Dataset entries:

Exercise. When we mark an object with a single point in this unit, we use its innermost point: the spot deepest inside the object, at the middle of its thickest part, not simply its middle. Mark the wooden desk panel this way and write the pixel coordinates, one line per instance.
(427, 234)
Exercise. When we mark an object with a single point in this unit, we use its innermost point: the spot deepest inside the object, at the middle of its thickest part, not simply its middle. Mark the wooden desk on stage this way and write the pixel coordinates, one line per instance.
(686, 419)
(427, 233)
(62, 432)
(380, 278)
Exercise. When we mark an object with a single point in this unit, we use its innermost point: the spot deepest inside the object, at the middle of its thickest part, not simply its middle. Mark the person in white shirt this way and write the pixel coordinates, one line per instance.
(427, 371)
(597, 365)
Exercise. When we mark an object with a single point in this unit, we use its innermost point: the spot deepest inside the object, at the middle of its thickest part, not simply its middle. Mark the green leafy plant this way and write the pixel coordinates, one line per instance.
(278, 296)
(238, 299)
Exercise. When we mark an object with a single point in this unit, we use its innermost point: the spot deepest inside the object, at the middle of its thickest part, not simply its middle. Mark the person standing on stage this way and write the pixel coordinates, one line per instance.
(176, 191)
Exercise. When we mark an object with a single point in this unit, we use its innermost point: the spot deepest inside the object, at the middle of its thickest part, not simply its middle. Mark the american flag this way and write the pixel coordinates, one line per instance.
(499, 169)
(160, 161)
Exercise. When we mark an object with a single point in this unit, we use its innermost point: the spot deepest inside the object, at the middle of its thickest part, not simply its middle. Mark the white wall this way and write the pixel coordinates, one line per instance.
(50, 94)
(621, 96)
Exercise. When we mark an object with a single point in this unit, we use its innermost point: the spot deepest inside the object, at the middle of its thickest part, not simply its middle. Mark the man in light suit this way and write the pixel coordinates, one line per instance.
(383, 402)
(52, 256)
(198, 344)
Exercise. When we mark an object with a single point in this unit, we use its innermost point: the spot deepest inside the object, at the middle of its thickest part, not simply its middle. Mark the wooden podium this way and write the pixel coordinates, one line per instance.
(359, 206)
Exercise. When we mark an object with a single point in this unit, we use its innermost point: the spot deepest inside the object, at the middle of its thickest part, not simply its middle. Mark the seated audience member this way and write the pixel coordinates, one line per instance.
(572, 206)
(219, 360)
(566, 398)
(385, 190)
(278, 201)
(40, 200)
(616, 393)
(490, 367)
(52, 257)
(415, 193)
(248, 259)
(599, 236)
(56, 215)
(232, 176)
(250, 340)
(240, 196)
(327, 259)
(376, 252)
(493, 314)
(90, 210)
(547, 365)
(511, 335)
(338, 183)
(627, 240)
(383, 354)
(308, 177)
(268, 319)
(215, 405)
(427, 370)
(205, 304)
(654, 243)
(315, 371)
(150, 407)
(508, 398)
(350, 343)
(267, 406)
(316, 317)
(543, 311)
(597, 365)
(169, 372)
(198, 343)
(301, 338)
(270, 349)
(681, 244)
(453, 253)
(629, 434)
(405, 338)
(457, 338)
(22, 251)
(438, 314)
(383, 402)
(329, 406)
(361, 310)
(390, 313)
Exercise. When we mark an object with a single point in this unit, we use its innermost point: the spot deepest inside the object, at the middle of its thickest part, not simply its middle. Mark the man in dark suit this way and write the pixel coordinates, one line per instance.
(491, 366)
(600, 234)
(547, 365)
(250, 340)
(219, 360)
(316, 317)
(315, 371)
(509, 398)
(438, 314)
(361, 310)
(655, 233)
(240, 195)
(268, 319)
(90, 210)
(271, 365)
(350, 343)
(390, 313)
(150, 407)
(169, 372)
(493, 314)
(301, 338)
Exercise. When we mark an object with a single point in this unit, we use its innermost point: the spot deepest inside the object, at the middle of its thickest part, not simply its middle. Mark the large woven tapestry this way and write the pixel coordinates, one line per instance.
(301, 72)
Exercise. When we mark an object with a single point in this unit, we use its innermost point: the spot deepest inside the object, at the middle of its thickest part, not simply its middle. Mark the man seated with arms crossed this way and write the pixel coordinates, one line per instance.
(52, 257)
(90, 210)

• Exercise objective:
Print exactly, and only, the lines from the line that contains "man in dark" through the last line of the records.

• Exercise response:
Exercise. When we mark an object with a single point in this unit, we use its innermost point: the spot deepest inside the object, at the middle of its thickest part, not simply its middle. Mark the man in dark suit this way and write the pixel coordinates, one line per instance.
(491, 366)
(600, 234)
(547, 365)
(250, 340)
(219, 360)
(316, 317)
(315, 371)
(509, 398)
(438, 314)
(361, 310)
(655, 233)
(240, 195)
(268, 319)
(90, 210)
(271, 365)
(350, 343)
(390, 313)
(150, 407)
(169, 372)
(493, 314)
(301, 338)
Exercise. When we mark an object with a single point in this unit, we use its innermost point: the spot deepest inside the object, at the middle of its thickest part, not simply its middle. Mark the large woven tapestry this way and write the pixel coordinates, one line per instance.
(301, 72)
Exercise. When we mark an object with a single point in this unit, we use its innermost point: the spot deepest inside the object, at the middle of its thickest part, not simply its middle. Mark the man seated with arms crossed this way and write the pixel coordinates, one line per instance.
(52, 257)
(90, 210)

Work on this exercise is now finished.